begin Material shown
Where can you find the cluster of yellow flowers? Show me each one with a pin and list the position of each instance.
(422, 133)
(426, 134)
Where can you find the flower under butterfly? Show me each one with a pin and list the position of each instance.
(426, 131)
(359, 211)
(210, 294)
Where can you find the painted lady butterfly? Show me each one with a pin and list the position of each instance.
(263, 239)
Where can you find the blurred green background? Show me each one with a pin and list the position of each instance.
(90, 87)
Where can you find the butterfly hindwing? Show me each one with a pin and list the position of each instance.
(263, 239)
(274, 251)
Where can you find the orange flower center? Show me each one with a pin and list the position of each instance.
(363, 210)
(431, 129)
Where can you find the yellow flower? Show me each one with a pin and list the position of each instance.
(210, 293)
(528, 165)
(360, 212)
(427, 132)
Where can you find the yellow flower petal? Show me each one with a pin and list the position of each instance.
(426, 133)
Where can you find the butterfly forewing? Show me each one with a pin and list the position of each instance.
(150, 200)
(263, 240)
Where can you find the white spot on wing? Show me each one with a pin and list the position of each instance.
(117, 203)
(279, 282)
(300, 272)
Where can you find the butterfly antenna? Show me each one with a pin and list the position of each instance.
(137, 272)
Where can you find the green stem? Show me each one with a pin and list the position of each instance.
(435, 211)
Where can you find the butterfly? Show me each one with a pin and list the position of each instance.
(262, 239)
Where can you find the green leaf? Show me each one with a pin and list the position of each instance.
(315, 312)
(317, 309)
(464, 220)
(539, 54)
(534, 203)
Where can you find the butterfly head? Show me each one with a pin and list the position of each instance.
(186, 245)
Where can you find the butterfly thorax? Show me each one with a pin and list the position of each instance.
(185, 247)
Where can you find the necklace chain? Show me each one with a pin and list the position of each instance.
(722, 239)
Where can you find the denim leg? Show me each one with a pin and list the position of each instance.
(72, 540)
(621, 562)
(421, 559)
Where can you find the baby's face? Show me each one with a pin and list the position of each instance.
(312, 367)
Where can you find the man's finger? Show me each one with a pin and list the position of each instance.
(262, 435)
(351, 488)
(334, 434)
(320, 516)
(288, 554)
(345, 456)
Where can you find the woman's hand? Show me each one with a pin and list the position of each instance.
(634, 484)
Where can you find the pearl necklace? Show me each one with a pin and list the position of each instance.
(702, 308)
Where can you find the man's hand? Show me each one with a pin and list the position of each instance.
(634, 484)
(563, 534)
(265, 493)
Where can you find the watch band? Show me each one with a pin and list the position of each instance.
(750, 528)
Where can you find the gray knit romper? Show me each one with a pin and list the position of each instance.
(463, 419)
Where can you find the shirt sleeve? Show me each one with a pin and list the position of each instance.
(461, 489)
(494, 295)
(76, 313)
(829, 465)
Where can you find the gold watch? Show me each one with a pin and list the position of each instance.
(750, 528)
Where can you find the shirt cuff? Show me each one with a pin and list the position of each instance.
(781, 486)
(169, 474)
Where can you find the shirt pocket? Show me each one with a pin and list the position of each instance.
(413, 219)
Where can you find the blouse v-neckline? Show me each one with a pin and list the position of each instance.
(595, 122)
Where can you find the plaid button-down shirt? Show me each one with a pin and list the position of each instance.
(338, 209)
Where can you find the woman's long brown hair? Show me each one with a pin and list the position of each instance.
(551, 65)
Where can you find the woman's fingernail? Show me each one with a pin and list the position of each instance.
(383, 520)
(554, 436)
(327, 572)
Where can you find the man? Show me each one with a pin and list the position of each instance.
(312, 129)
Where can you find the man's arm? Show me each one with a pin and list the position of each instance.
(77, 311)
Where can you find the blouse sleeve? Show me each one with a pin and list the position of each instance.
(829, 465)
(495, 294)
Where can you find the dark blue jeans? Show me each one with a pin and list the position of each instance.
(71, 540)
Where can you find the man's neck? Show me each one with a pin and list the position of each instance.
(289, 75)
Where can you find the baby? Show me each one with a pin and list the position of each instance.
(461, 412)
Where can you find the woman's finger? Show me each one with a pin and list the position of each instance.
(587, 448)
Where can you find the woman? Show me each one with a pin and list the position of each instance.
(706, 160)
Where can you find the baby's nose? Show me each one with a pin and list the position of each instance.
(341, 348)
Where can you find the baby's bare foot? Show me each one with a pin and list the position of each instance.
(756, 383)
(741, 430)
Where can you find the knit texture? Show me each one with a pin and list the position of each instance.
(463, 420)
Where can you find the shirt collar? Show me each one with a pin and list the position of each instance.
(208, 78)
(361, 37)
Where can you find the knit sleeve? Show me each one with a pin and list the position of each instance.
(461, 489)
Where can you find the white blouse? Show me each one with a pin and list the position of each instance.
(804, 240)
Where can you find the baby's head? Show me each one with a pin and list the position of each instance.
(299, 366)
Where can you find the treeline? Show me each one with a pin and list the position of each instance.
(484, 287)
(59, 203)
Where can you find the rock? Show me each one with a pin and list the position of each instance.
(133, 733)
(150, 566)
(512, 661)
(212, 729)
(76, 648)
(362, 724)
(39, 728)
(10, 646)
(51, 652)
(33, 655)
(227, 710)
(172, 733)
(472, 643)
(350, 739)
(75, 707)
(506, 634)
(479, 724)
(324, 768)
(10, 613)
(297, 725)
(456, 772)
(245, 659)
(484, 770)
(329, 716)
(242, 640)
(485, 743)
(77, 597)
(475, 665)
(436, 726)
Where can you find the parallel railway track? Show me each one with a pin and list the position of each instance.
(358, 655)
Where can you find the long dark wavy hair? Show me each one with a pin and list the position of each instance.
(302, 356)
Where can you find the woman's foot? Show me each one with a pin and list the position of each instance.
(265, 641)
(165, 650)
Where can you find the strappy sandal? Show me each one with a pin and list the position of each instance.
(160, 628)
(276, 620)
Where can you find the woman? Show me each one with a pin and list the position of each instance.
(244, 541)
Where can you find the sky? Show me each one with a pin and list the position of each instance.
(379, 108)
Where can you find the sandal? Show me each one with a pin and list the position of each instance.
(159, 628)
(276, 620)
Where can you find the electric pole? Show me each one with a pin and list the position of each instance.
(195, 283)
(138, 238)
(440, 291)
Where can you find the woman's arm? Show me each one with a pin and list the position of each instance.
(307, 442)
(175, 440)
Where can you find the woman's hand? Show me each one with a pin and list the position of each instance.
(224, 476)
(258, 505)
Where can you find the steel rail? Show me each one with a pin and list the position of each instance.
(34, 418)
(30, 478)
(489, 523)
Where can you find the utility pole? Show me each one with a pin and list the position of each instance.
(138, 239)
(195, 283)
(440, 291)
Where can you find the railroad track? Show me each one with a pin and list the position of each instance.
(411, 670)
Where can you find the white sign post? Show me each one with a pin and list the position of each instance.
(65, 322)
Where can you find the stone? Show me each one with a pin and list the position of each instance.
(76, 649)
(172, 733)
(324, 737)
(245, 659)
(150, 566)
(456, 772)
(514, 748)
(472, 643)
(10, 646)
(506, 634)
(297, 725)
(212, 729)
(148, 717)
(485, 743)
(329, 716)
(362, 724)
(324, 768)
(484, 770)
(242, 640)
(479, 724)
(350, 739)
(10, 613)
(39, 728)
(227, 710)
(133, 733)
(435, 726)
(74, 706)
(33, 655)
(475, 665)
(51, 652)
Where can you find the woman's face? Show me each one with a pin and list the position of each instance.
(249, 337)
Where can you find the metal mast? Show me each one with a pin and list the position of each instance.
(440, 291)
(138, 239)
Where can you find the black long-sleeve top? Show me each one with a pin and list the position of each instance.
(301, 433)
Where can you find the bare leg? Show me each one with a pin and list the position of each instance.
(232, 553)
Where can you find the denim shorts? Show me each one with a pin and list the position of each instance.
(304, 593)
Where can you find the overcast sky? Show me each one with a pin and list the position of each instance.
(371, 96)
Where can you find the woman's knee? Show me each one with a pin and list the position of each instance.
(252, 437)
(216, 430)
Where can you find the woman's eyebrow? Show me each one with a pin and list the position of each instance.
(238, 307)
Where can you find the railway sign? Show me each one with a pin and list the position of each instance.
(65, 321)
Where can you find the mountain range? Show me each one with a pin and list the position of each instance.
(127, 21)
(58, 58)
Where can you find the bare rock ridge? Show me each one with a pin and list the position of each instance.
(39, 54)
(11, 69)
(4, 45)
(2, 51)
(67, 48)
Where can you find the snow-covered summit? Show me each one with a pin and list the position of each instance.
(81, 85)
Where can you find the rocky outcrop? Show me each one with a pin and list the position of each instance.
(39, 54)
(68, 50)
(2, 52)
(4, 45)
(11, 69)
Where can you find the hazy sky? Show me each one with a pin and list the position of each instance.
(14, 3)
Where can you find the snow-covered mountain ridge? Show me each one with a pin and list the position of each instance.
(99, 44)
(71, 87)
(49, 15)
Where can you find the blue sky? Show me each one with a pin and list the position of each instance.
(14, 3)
end Material shown
Take the line that contains "Where can you find the woman's face?" and each line after it down to the last of the records, and retype them exactly; add nothing else.

Where can you find the woman's face? Show me each one with a pin and list the position of each instance.
(249, 337)
Where can you find the metal mast? Show me each one with a pin and list the position of each instance.
(440, 291)
(138, 239)
Where can you find the black long-sleeve top? Show me each one with a pin and list the position of each instance.
(301, 433)
Where can you find the bare leg? Show me each one with a pin and list the position of each instance.
(232, 553)
Where can you find the denim shorts? Show me each one with a pin and list the position of each instance.
(304, 593)
Where can you find the overcast sky? Show me each one with a pin and list the position of each instance.
(371, 96)
Where can you find the woman's knee? Show me each one with a pin and list the position of each instance.
(252, 437)
(216, 430)
Where can you find the woman's eyebrow? Show me each one with a pin and list the position of each instance.
(238, 307)
Where can you find the railway sign? Show me each one with a pin and list the position of each instance.
(65, 321)
Where can you find the mountain range? Show me each one with a pin and list the position of each instance.
(127, 21)
(58, 58)
Where can you find the bare rock ridge? Show me each one with a pin and list the position of each instance.
(39, 54)
(11, 69)
(4, 45)
(2, 51)
(67, 48)
Where can you find the snow-covered summit? Show me each one with a pin and list the position of each instance.
(81, 85)
Where can you find the rocky outcrop? Show me each one with a pin and list the position of each instance.
(39, 54)
(68, 50)
(2, 52)
(4, 45)
(11, 69)
Where can you find the hazy sky? Show me each one with a pin and list the position of each instance.
(14, 3)
Where can you find the snow-covered mountain ridge? Show me each one with a pin and list the position of each instance.
(99, 44)
(71, 87)
(49, 15)
Where can you find the blue sky? Show me each one with a pin and list the position of each instance.
(14, 3)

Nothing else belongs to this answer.